Record set.
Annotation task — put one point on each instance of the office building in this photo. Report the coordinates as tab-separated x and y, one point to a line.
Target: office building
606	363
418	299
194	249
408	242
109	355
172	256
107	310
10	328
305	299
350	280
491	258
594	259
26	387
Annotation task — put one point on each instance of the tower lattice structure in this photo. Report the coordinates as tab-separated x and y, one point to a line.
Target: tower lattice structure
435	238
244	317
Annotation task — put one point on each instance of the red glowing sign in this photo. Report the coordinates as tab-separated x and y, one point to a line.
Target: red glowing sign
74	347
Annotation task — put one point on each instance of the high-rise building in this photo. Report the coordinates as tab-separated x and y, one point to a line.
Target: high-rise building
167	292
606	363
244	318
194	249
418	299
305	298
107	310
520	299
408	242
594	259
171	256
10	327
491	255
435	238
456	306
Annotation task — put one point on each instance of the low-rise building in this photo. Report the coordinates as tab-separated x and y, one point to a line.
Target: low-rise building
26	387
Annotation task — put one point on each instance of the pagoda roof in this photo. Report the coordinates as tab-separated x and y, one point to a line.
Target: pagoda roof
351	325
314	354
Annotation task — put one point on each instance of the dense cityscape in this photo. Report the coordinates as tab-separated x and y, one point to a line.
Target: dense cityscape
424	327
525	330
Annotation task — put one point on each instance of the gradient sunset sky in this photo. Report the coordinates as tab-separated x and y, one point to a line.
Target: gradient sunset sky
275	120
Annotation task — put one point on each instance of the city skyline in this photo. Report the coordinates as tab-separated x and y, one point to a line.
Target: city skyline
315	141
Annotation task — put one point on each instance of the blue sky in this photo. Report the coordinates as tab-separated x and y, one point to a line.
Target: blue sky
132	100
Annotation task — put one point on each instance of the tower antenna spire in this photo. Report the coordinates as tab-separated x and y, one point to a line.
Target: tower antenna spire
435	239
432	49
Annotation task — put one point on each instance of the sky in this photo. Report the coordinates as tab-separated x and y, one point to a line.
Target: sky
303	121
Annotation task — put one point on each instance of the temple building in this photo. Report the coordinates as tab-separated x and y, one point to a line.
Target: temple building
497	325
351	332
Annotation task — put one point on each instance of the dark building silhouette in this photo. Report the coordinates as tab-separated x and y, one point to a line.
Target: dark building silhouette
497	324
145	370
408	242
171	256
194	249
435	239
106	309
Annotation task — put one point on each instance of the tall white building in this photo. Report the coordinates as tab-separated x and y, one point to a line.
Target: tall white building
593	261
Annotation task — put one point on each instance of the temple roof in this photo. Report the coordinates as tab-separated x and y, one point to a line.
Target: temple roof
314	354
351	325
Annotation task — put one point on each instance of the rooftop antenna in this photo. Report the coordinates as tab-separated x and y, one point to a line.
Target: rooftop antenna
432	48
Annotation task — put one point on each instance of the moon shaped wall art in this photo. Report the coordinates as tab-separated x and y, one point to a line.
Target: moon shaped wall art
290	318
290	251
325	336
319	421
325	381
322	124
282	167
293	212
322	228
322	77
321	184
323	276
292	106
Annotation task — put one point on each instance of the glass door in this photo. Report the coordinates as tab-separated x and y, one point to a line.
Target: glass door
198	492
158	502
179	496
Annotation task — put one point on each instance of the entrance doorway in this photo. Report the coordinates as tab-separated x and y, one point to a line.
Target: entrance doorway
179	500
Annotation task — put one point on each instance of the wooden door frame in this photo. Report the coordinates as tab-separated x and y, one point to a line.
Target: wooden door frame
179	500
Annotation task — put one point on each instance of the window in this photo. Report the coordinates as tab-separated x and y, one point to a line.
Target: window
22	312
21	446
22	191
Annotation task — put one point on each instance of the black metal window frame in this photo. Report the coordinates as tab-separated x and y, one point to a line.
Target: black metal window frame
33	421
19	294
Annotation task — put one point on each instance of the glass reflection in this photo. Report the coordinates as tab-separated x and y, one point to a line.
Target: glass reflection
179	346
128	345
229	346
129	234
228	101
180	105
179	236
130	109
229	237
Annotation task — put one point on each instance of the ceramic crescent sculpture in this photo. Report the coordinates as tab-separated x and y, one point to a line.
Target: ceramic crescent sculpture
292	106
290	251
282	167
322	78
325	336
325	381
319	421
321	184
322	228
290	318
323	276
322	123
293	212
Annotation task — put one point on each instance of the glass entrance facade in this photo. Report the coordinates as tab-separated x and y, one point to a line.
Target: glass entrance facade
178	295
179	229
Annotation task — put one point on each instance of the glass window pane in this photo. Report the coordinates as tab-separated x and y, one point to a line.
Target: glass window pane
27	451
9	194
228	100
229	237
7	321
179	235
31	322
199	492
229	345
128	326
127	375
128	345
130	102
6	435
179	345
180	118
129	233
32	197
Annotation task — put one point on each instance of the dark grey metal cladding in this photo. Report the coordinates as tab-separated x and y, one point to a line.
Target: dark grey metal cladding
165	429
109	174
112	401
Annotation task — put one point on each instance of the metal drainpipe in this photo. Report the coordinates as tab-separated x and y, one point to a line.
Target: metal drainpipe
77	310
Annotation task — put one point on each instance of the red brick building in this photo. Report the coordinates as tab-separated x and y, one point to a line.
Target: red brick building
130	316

What is expected. Copy out the stretch from the line containing "the red brick" through the end of the rows, both ends included, with the request lines unchanged. Multiply each x and y coordinate in the answers by 2.05, rounding to whole numbers with halves rounded up.

Reply to the task.
Annotation task — put one point on each instance of the red brick building in this photo. Report the coordinates as tab-separated x and y, one point to a line.
Target: red brick building
267	648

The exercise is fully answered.